_Record set_
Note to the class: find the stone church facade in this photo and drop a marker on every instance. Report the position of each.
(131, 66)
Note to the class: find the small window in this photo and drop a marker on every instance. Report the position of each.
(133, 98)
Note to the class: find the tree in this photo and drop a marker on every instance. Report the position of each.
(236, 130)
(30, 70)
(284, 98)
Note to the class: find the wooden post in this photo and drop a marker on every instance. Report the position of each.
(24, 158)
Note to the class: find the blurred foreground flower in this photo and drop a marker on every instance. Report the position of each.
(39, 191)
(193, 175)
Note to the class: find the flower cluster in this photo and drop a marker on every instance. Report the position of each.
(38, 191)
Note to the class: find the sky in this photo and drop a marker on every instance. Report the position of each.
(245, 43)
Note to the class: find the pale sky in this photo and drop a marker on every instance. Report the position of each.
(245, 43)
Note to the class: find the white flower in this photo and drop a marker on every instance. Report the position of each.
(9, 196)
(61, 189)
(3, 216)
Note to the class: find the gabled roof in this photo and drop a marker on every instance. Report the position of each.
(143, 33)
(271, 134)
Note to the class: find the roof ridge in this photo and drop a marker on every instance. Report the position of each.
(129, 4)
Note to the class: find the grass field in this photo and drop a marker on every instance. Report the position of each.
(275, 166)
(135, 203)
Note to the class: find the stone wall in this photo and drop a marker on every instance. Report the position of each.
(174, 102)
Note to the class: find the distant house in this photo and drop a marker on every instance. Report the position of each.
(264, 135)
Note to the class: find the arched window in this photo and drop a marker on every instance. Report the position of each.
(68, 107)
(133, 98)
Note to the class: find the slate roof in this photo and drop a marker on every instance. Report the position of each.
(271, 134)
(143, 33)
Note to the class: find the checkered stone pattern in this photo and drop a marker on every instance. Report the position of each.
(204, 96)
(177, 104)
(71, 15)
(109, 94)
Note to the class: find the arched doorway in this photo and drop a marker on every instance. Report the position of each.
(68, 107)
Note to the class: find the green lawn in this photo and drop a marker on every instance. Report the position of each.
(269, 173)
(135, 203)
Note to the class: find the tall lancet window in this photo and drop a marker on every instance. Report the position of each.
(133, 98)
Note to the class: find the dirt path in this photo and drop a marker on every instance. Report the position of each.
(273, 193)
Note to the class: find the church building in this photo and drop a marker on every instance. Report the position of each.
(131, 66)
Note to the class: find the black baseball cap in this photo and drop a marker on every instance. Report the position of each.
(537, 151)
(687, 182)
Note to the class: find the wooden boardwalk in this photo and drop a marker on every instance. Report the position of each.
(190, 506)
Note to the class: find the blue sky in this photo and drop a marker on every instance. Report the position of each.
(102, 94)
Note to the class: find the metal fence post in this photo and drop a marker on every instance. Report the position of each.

_Goal of the exercise_
Please turn all of the items above into a numbered list, leaving out any blank lines.

_The result_
1. Note to the class: find the stone church facade in this photo and drop a marker on every instance. Report the position of each.
2. (131, 66)
3. Note to the class: find the small window in this photo and drop a marker on every instance. Report the position of each.
4. (133, 98)
5. Note to the class: find the tree in this photo and drop a marker on every instance. Report the position of each.
6. (236, 130)
7. (30, 70)
8. (284, 98)
9. Note to the class: find the wooden post in this photo and drop a marker on every instance. Report the position of each.
10. (24, 158)
11. Note to the class: find the blurred foreground flower in this photo and drop a marker on every instance. Report the position of each.
12. (39, 191)
13. (193, 175)
14. Note to the class: find the flower cluster in this photo and drop a marker on every instance. Report the position of each.
15. (38, 191)
16. Note to the class: find the sky in this photo and drop a marker on every instance. Report the position of each.
17. (245, 43)
18. Note to the class: find the pale sky in this photo and drop a marker on every instance. Report the position of each.
19. (245, 43)
20. Note to the class: find the white flower in this photo and drop a marker on every instance. Report the position of each.
21. (9, 196)
22. (61, 189)
23. (3, 216)
24. Note to the class: find the gabled roof in this photo and drop a marker on every instance. Report the position of each.
25. (143, 33)
26. (271, 134)
27. Note to the class: find the roof ridge in this photo and drop a marker on every instance. Report the position of each.
28. (129, 4)
29. Note to the class: find the grass field in this photo and drop a marker on every instance. Report the position of each.
30. (275, 166)
31. (135, 203)
32. Note to the class: find the stone wall in this photo and drop a marker on every instance. Report the position of each.
33. (174, 102)
34. Note to the class: find the distant house in this photo and drop a marker on every instance. Report the position of each.
35. (264, 135)
36. Note to the class: find the arched window in this photo and drop a marker on every instance. Report the position of each.
37. (68, 107)
38. (133, 98)
39. Note to the class: find the slate roof in this photo and drop a marker on every instance. Report the position of each.
40. (271, 134)
41. (143, 33)
42. Note to the class: find the checkered stone pattern in this photo and drop a marker on every instance. Report the position of each.
43. (204, 96)
44. (177, 104)
45. (71, 15)
46. (109, 94)
47. Note to the class: find the arched doorway in this photo and drop a marker on every instance. Report the position of each.
48. (68, 107)
49. Note to the class: find the green lawn in this photo and drop a marker on every instance. Report the position of each.
50. (269, 173)
51. (135, 203)
52. Note to the class: find the tall lancet window in this photo and drop a marker on every instance. Report the position of each.
53. (133, 98)
54. Note to the class: find the dirt path in this photo and drop a marker on every instance. Report the position of each.
55. (273, 193)
56. Note to the class: find the church building in this photo and drop a marker on every instance. Report the position of each.
57. (131, 66)
58. Note to the class: find the black baseball cap in this photo and drop a marker on every instance. Report the position of each.
59. (537, 151)
60. (687, 182)
61. Note to the class: find the wooden boardwalk in this photo and drop a marker on every instance. Report the position of each.
62. (190, 506)
63. Note to the class: find the blue sky in this photo and drop a marker on every instance. Report the position of each.
64. (102, 94)
65. Note to the class: find the metal fence post in this photo and drop a marker on every instance. Report the position of each.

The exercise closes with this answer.